Check the material that follows for the word "gradient" and say how many lines contain it, with no other words.

## Records to process
==============================

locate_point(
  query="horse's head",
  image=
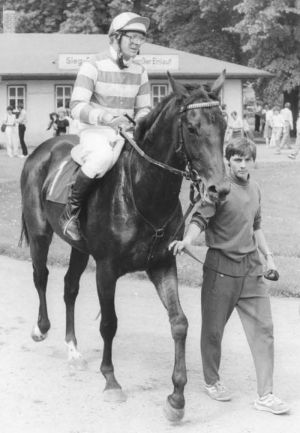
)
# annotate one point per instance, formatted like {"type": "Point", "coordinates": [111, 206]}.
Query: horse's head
{"type": "Point", "coordinates": [201, 129]}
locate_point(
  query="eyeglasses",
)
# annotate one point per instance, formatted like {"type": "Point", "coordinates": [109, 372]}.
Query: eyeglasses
{"type": "Point", "coordinates": [137, 39]}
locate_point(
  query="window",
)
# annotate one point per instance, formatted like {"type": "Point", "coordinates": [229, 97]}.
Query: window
{"type": "Point", "coordinates": [16, 96]}
{"type": "Point", "coordinates": [159, 91]}
{"type": "Point", "coordinates": [63, 96]}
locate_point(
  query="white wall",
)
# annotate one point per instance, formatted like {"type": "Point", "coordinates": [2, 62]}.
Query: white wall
{"type": "Point", "coordinates": [233, 96]}
{"type": "Point", "coordinates": [40, 101]}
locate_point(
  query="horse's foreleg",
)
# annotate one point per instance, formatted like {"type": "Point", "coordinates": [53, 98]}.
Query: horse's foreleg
{"type": "Point", "coordinates": [39, 247]}
{"type": "Point", "coordinates": [106, 286]}
{"type": "Point", "coordinates": [164, 277]}
{"type": "Point", "coordinates": [77, 264]}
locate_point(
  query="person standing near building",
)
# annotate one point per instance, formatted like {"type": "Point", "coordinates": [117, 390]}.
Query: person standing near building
{"type": "Point", "coordinates": [22, 121]}
{"type": "Point", "coordinates": [287, 115]}
{"type": "Point", "coordinates": [107, 88]}
{"type": "Point", "coordinates": [268, 127]}
{"type": "Point", "coordinates": [293, 155]}
{"type": "Point", "coordinates": [257, 116]}
{"type": "Point", "coordinates": [11, 133]}
{"type": "Point", "coordinates": [277, 124]}
{"type": "Point", "coordinates": [61, 123]}
{"type": "Point", "coordinates": [233, 277]}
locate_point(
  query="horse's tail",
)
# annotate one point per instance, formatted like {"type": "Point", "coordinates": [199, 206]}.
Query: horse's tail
{"type": "Point", "coordinates": [24, 233]}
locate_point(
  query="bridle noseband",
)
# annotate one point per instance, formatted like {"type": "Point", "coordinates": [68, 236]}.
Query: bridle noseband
{"type": "Point", "coordinates": [189, 174]}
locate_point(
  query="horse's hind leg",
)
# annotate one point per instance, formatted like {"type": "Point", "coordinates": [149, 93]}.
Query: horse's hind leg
{"type": "Point", "coordinates": [77, 264]}
{"type": "Point", "coordinates": [164, 277]}
{"type": "Point", "coordinates": [106, 286]}
{"type": "Point", "coordinates": [39, 247]}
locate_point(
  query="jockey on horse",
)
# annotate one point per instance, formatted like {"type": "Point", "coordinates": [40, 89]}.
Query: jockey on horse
{"type": "Point", "coordinates": [107, 88]}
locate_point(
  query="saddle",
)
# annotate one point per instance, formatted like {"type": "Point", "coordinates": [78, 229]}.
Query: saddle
{"type": "Point", "coordinates": [59, 182]}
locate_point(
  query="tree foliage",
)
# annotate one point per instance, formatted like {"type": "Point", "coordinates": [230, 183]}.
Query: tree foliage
{"type": "Point", "coordinates": [198, 26]}
{"type": "Point", "coordinates": [261, 33]}
{"type": "Point", "coordinates": [269, 31]}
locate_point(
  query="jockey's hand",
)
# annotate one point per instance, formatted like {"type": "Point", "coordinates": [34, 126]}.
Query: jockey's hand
{"type": "Point", "coordinates": [178, 246]}
{"type": "Point", "coordinates": [120, 122]}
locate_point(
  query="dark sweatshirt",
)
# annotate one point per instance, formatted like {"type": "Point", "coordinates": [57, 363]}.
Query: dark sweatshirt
{"type": "Point", "coordinates": [229, 227]}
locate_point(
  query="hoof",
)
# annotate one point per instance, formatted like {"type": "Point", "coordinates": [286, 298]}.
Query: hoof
{"type": "Point", "coordinates": [114, 396]}
{"type": "Point", "coordinates": [37, 335]}
{"type": "Point", "coordinates": [75, 359]}
{"type": "Point", "coordinates": [172, 414]}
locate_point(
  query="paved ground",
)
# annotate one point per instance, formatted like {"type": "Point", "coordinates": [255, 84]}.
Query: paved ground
{"type": "Point", "coordinates": [40, 394]}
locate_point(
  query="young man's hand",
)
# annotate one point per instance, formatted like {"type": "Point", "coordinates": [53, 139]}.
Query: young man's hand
{"type": "Point", "coordinates": [120, 122]}
{"type": "Point", "coordinates": [177, 247]}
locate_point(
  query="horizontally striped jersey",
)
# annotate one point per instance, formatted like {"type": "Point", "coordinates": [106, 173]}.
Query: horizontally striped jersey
{"type": "Point", "coordinates": [102, 90]}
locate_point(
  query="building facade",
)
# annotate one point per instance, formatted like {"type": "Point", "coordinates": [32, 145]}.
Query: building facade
{"type": "Point", "coordinates": [39, 70]}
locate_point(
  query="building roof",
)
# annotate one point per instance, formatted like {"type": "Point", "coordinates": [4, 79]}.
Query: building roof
{"type": "Point", "coordinates": [43, 54]}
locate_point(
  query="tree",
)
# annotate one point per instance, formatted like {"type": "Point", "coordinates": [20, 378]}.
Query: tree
{"type": "Point", "coordinates": [198, 26]}
{"type": "Point", "coordinates": [269, 31]}
{"type": "Point", "coordinates": [39, 16]}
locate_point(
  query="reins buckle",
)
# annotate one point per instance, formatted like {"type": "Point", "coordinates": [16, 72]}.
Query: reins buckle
{"type": "Point", "coordinates": [194, 176]}
{"type": "Point", "coordinates": [159, 233]}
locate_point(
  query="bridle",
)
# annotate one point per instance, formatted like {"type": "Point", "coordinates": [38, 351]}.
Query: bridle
{"type": "Point", "coordinates": [190, 174]}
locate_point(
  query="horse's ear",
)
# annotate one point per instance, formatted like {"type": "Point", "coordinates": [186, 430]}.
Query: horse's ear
{"type": "Point", "coordinates": [177, 88]}
{"type": "Point", "coordinates": [218, 84]}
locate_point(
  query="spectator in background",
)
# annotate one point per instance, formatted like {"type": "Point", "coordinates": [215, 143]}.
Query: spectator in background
{"type": "Point", "coordinates": [224, 112]}
{"type": "Point", "coordinates": [233, 277]}
{"type": "Point", "coordinates": [246, 127]}
{"type": "Point", "coordinates": [62, 123]}
{"type": "Point", "coordinates": [257, 116]}
{"type": "Point", "coordinates": [263, 118]}
{"type": "Point", "coordinates": [11, 133]}
{"type": "Point", "coordinates": [22, 121]}
{"type": "Point", "coordinates": [73, 123]}
{"type": "Point", "coordinates": [293, 155]}
{"type": "Point", "coordinates": [268, 127]}
{"type": "Point", "coordinates": [52, 124]}
{"type": "Point", "coordinates": [235, 126]}
{"type": "Point", "coordinates": [286, 113]}
{"type": "Point", "coordinates": [277, 124]}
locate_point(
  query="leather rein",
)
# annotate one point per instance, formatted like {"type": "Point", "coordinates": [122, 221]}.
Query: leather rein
{"type": "Point", "coordinates": [189, 174]}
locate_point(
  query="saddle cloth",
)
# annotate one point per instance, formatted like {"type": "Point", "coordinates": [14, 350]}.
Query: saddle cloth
{"type": "Point", "coordinates": [59, 182]}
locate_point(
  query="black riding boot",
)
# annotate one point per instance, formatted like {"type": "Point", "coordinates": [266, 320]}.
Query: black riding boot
{"type": "Point", "coordinates": [69, 219]}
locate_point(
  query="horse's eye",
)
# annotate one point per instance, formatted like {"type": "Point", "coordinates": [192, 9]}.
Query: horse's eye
{"type": "Point", "coordinates": [192, 129]}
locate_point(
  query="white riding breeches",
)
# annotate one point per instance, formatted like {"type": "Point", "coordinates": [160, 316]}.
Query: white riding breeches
{"type": "Point", "coordinates": [98, 150]}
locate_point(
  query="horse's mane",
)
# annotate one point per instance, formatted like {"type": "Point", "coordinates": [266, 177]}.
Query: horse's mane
{"type": "Point", "coordinates": [196, 91]}
{"type": "Point", "coordinates": [147, 121]}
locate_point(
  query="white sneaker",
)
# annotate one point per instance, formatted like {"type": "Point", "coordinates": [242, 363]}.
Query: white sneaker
{"type": "Point", "coordinates": [218, 392]}
{"type": "Point", "coordinates": [272, 404]}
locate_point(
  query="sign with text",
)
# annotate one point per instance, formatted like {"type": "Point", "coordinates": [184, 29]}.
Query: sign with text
{"type": "Point", "coordinates": [72, 61]}
{"type": "Point", "coordinates": [151, 62]}
{"type": "Point", "coordinates": [159, 62]}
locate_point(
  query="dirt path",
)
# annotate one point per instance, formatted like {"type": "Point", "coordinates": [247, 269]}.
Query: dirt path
{"type": "Point", "coordinates": [39, 394]}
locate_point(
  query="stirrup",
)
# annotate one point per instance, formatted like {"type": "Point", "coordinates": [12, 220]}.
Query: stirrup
{"type": "Point", "coordinates": [71, 228]}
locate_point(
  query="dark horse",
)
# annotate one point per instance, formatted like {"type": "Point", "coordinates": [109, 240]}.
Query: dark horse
{"type": "Point", "coordinates": [129, 218]}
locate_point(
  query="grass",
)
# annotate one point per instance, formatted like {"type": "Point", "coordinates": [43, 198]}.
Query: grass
{"type": "Point", "coordinates": [281, 209]}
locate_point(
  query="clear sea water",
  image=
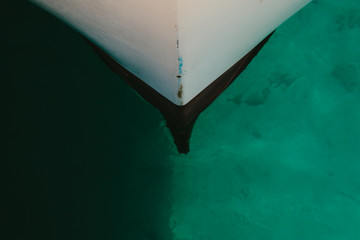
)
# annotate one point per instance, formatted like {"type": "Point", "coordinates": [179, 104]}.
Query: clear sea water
{"type": "Point", "coordinates": [275, 157]}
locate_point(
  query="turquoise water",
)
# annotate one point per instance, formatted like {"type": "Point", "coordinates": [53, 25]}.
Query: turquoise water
{"type": "Point", "coordinates": [276, 156]}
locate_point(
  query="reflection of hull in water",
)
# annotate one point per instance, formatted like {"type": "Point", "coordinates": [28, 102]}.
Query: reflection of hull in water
{"type": "Point", "coordinates": [178, 55]}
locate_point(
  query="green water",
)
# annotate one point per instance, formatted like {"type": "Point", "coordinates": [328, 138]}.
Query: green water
{"type": "Point", "coordinates": [277, 156]}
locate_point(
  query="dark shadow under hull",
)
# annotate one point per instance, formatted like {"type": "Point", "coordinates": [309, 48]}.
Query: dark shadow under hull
{"type": "Point", "coordinates": [181, 119]}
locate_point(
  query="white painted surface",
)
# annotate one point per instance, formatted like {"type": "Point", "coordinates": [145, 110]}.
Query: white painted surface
{"type": "Point", "coordinates": [142, 35]}
{"type": "Point", "coordinates": [215, 34]}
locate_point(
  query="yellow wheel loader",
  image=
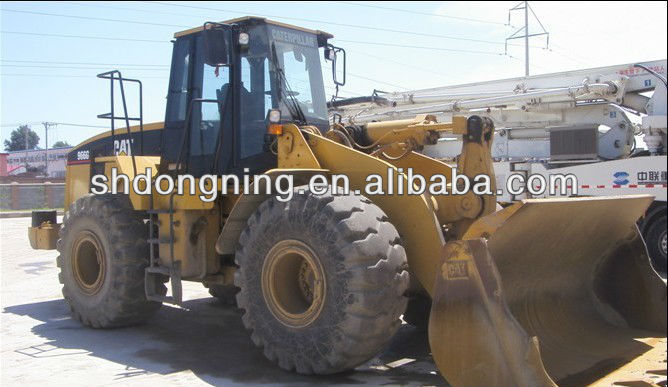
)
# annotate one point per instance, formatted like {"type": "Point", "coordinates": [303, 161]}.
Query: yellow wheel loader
{"type": "Point", "coordinates": [543, 292]}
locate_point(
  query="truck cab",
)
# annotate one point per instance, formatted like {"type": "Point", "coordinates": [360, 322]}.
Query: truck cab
{"type": "Point", "coordinates": [225, 78]}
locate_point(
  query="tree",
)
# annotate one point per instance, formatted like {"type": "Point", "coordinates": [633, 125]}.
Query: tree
{"type": "Point", "coordinates": [17, 139]}
{"type": "Point", "coordinates": [61, 144]}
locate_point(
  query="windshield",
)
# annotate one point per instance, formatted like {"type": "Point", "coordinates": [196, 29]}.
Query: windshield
{"type": "Point", "coordinates": [300, 84]}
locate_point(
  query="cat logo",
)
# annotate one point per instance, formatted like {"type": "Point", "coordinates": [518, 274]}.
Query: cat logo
{"type": "Point", "coordinates": [123, 147]}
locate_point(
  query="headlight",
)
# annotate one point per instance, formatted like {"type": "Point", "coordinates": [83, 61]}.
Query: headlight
{"type": "Point", "coordinates": [244, 38]}
{"type": "Point", "coordinates": [274, 116]}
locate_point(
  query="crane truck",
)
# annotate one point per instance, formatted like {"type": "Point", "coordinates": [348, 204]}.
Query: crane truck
{"type": "Point", "coordinates": [585, 123]}
{"type": "Point", "coordinates": [324, 277]}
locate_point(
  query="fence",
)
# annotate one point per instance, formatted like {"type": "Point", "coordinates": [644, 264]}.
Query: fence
{"type": "Point", "coordinates": [22, 196]}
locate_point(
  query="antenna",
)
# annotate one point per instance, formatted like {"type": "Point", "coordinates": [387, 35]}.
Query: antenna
{"type": "Point", "coordinates": [524, 5]}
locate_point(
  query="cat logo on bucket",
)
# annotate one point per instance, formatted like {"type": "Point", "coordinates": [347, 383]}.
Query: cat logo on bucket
{"type": "Point", "coordinates": [456, 269]}
{"type": "Point", "coordinates": [123, 147]}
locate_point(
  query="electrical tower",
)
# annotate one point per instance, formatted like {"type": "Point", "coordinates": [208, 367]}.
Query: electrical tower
{"type": "Point", "coordinates": [524, 5]}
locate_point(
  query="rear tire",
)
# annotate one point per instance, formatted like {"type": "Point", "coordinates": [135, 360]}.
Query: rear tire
{"type": "Point", "coordinates": [347, 254]}
{"type": "Point", "coordinates": [103, 253]}
{"type": "Point", "coordinates": [656, 242]}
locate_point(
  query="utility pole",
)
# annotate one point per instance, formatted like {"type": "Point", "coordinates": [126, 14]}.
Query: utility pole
{"type": "Point", "coordinates": [524, 5]}
{"type": "Point", "coordinates": [46, 146]}
{"type": "Point", "coordinates": [25, 133]}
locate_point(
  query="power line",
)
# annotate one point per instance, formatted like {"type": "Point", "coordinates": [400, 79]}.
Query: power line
{"type": "Point", "coordinates": [425, 13]}
{"type": "Point", "coordinates": [94, 18]}
{"type": "Point", "coordinates": [422, 47]}
{"type": "Point", "coordinates": [83, 63]}
{"type": "Point", "coordinates": [78, 68]}
{"type": "Point", "coordinates": [47, 76]}
{"type": "Point", "coordinates": [397, 62]}
{"type": "Point", "coordinates": [84, 37]}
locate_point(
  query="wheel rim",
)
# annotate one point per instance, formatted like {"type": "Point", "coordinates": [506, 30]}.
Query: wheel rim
{"type": "Point", "coordinates": [88, 262]}
{"type": "Point", "coordinates": [293, 283]}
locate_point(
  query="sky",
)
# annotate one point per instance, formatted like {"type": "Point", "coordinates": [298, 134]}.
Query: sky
{"type": "Point", "coordinates": [50, 52]}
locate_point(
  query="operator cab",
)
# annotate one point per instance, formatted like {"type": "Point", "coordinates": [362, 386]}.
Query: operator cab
{"type": "Point", "coordinates": [225, 79]}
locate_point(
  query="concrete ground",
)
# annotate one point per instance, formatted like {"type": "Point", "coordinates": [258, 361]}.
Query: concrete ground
{"type": "Point", "coordinates": [203, 343]}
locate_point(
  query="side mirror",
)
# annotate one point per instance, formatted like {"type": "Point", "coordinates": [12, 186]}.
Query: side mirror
{"type": "Point", "coordinates": [214, 38]}
{"type": "Point", "coordinates": [332, 54]}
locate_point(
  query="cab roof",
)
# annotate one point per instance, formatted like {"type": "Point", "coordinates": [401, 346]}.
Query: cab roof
{"type": "Point", "coordinates": [322, 36]}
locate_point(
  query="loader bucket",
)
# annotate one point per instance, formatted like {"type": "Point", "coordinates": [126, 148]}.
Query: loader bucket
{"type": "Point", "coordinates": [561, 293]}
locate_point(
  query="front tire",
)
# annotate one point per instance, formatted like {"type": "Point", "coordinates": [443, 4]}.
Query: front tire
{"type": "Point", "coordinates": [103, 253]}
{"type": "Point", "coordinates": [322, 281]}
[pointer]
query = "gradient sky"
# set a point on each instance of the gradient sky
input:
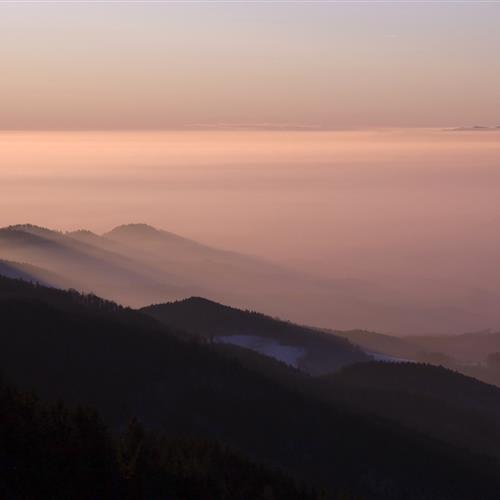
(145, 65)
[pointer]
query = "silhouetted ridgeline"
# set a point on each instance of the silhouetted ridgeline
(318, 352)
(127, 365)
(51, 451)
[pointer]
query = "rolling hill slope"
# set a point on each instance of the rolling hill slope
(85, 350)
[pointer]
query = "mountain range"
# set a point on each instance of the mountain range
(127, 364)
(138, 265)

==============================

## Response box
2